What to work on -> Please retype the stretch of lines from the one containing "--target high-rise building" through the one containing "[[[10,32],[6,32],[5,36],[6,37],[10,37],[11,36],[11,33]]]", both included, exactly as they appear and with nothing else.

Data shown ->
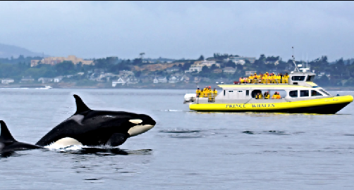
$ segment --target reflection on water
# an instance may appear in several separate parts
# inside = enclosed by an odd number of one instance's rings
[[[74,93],[92,108],[137,112],[157,121],[119,147],[3,155],[2,189],[354,188],[353,103],[334,115],[200,113],[182,103],[181,90],[1,90],[1,120],[26,143],[75,113]]]

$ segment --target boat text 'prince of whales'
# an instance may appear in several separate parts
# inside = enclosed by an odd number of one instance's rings
[[[116,146],[130,137],[148,131],[156,124],[144,114],[91,110],[78,95],[73,96],[76,113],[48,132],[36,145]]]

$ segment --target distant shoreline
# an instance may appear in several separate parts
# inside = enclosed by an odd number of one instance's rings
[[[96,86],[75,86],[73,84],[68,83],[59,83],[59,84],[46,84],[46,85],[51,86],[53,89],[196,89],[196,84],[136,84],[129,85],[117,85],[116,87],[111,87],[108,84],[103,84],[104,85]],[[212,88],[216,88],[221,89],[216,84],[197,84],[200,88],[210,86]],[[25,87],[24,87],[25,86]],[[39,86],[44,86],[44,84],[0,84],[1,89],[35,89]],[[354,91],[354,87],[321,87],[327,91]]]

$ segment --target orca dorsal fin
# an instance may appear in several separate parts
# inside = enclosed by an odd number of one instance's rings
[[[86,106],[86,104],[85,104],[85,103],[79,96],[74,94],[74,98],[75,101],[76,101],[76,112],[75,113],[75,114],[91,110],[91,109],[89,108],[87,106]]]
[[[6,124],[3,120],[0,120],[0,125],[1,125],[1,132],[0,134],[0,142],[12,142],[16,141],[13,137],[12,137],[10,131],[7,128]]]

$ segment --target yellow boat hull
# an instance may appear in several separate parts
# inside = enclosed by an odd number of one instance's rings
[[[353,101],[352,96],[271,103],[193,103],[190,110],[221,112],[275,112],[333,114]]]

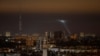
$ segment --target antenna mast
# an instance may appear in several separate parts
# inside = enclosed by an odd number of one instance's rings
[[[19,14],[19,34],[22,33],[22,17],[21,14]]]

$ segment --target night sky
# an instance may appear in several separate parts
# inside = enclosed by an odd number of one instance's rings
[[[95,33],[100,34],[100,14],[45,14],[45,13],[21,13],[22,33],[43,33],[45,31],[64,30],[59,19],[66,20],[66,26],[71,33]],[[0,14],[0,33],[9,31],[19,33],[19,13]],[[100,35],[99,35],[100,36]]]
[[[65,31],[59,19],[71,33],[100,34],[100,0],[0,0],[0,33],[19,33],[19,14],[24,34]]]

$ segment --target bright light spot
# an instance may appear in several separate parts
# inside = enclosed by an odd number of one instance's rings
[[[8,39],[6,39],[5,41],[8,42]]]
[[[65,20],[59,20],[59,22],[61,22],[61,23],[65,23],[66,21],[65,21]]]

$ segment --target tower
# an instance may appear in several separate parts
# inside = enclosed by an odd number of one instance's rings
[[[21,14],[19,14],[19,34],[21,35],[22,33],[22,17]]]

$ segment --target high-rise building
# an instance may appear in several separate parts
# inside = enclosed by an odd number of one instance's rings
[[[10,32],[6,32],[5,36],[6,37],[10,37],[11,36],[11,33]]]

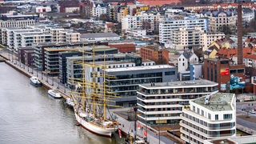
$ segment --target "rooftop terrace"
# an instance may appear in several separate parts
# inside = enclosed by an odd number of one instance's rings
[[[158,82],[154,83],[154,86],[151,84],[142,84],[143,87],[152,87],[151,89],[166,89],[166,87],[206,87],[206,86],[218,86],[218,83],[208,81],[206,79],[198,79],[194,81],[177,81],[170,82]]]
[[[201,97],[193,102],[212,111],[226,111],[232,110],[231,102],[234,97],[234,94],[216,93]],[[208,102],[206,104],[206,98],[208,98]]]

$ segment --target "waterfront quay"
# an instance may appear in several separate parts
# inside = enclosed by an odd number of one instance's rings
[[[30,78],[32,76],[38,77],[44,87],[49,90],[57,90],[58,91],[62,93],[62,95],[65,99],[70,98],[69,91],[70,91],[71,90],[61,83],[57,78],[49,77],[41,70],[21,63],[18,60],[17,57],[14,56],[14,54],[13,55],[11,54],[9,54],[8,52],[0,50],[0,60],[2,60],[2,62],[5,62],[7,65],[28,78]],[[115,114],[115,112],[118,110],[118,109],[110,110],[110,113],[111,114],[118,115],[117,114]],[[130,122],[118,115],[118,118],[117,118],[117,121],[118,123],[120,123],[119,129],[122,130],[122,135],[127,136],[130,134],[130,136],[134,137],[133,131],[134,127],[134,122]],[[152,132],[149,130],[147,131],[147,134],[148,143],[174,143],[173,141],[168,139],[164,136],[159,137],[157,132]],[[142,130],[138,130],[137,135],[137,138],[138,139],[142,139],[145,138]]]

Written solution ->
$ segment --target high-rise building
# an instance may appear in several separate parts
# inside = enclosed by an odd number of one instance's rings
[[[10,32],[6,32],[5,36],[6,37],[10,37],[11,36],[11,33]]]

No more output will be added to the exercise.